* CONSIGNES DE L'EXERCICE:
1. Répondez brièvement aux questions suivantes sur l'extrait consacré au relèvement de la France :
(a) Quel discours de l'orateur fait penser aux Verrines ?
(b) Pendant combien d'années l'un des deux parrains a-t-il présidé la Commission de l'armée ?
(c) Qui vient en secret à Versailles en automne 1873 ?
2. Traduisez en anglais cette phrase de l'extrait consacré au relèvement de la France : « Il va droit aux causes de nos revers, pour en empêcher le retour. »
3. Poursuivez l'extrait consacré au relèvement de la France à partir de sa dernière phrase.

* EXTRAIT:
:::

Vous venez de retracer, dans le langage auquel vous nous aviez accoutumés ailleurs et qui vous destinait à notre Compagnie, un des grands drames de l’histoire : la France vaincue, se relevant sous le pied même de l’ennemi ; le vainqueur, presque aussitôt, étonné, inquiet ; une grande Assemblée, où se heurtent la guerre et la paix, la monarchie et la république, la légitimité et la Révolution, la foi traditionnelle et le libre examen ; de toutes parts, une explosion de talents longtemps refoulés, de caractères énergiques, de généreux esprits, enflammés d’une même passion : refaire la France, son armée, son trésor, son âme ; et, parmi tant de fiers orateurs, celui que vous venez de ressusciter devant nous, vif, naturel, brûlant.

 

Il va droit aux causes de nos revers, pour en empêcher le retour. Il traîne à la barre de la nation les fournisseurs concussionnaires, les administrations incapables ou corrompues, les auteurs de la défaite, et il les marque. Son discours sur les marchés de la guerre fait penser aux Verrines, au procès de Hastings, mais autrement terrible, puisqu’il s’agit, non d’une province mise au pillage, non d’une colonie opprimée, mais de la patrie même, qui a failli périr. L’indignation lui arrache ce cri vengeur qui l’égale aux plus grands et qui lui vaudra l’immortalité. Ah ! il peut reposer en paix, il a rempli son destin, celui qui, en cette heure de misère, fut la conscience d’un grand peuple !

 

Mais ce n’est pas assez de s’attaquer au mal ; il faut panser les plaies, refaire un sang neuf, et d’abord cette force militaire, sans laquelle nous n’étions sûrs de rien, sans laquelle nous ne pouvions plus parler. Avec les soldats de métier et les chefs de la résistance, il entreprend le rude labeur d’où sortent, au feu de sa parole, les œuvres de salut : le service obligatoire, la subordination de l’administration au commandement, l’institution d’un contrôle supérieur. Ainsi commence la grande tâche que poursuivront plus tard vos deux parrains d’aujourd’hui, l’un comme ministre de la Guerre, l’autre, pendant dix-sept ans, comme président de la Commission de l’armée.

 

Monarchiste loyal, M. le duc d’Audiffret-Pasquier remplit envers la branche aînée tout son devoir. Mais ce clair esprit se fit-il de longues illusions sur les chances de la royauté légitime, depuis cette séance de l’été de 1871, où, après l’échec de la fusion, M. Thiers fit voter la République par les monarchistes, jusqu’à ces jours d’automne de 1873, où M. le comte de Chambord, espérant encore quand tout est perdu, vient en secret à Versailles et se heurte à l’honneur de M. le maréchal de Mac-Mahon ? Heures poignantes, où le fils de la plus illustre maison royale qui ait brillé sous le ciel attend, en prières, les décisions des élus du peuple, et où meurt, sous le toit obscur, l’histoire de l’ancienne France, tandis que, dans le palais des rois, naît la France nouvelle !

:::

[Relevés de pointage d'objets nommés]
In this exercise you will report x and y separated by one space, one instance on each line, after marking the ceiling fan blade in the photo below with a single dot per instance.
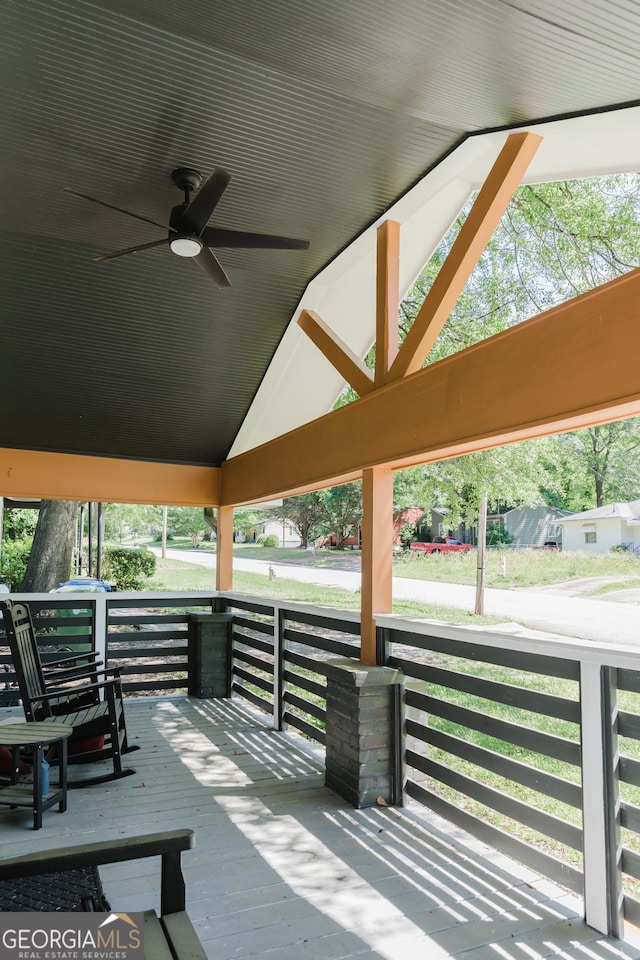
212 267
196 216
110 206
219 237
124 253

:::

* RÉPONSES PAR TÂCHE:
1.
(a) Son discours sur les marchés de la guerre.
(b) Pendant dix-sept ans.
(c) M. le comte de Chambord.

2. He goes straight to the causes of our setbacks, in order to prevent their recurrence.

3.
En cette longue et incertaine période, M. le duc d’Audiffret-Pasquier pensait d’abord aux princes qu’il aimait et qu’il devait défendre plus tard avec la fidélité vaillante de son cœur toujours jeune, à M. le duc d’Aumale surtout. Il s’en fallut de bien peu que, par ses soins et par ceux de M. le duc Decazes, M. le duc d’Aumale ne succédât à M. Thiers. Il y a tant de hasard en ces choses, que le trop de précision qu’on veut y porter risque d’égarer l’esprit ; pourtant, n’est-il pas loisible d’essayer de se figurer ce qu’eussent été, sous la présidence de l’historien des Condé, les commencements du gouvernement parlementaire avec la nouvelle Constitution républicaine ?

 

Président de l’Assemblée nationale, puis du Sénat, M. le duc Pasquier n’eut pas, j’imagine, à s’efforcer longtemps pour se dompter : cette haute magistrature change tout l’homme. Et, comme le fauteuil est la seule place de l’assemblée, d’où on la puisse voir tout entière, il est aussi la seule d’où l’on puisse bien juger les partis et s’élever, pour chacun d’eux, à la pleine équité. Son âme était digne d’affronter la difficulté la plus redoutable et parfois la plus douloureuse de cette charge, je veux dire ces cas de conscience imprévus qui surgissent tout à coup devant un devoir complexe, et qu’il faut résoudre à l’instant, tout en tenant tête aux passions.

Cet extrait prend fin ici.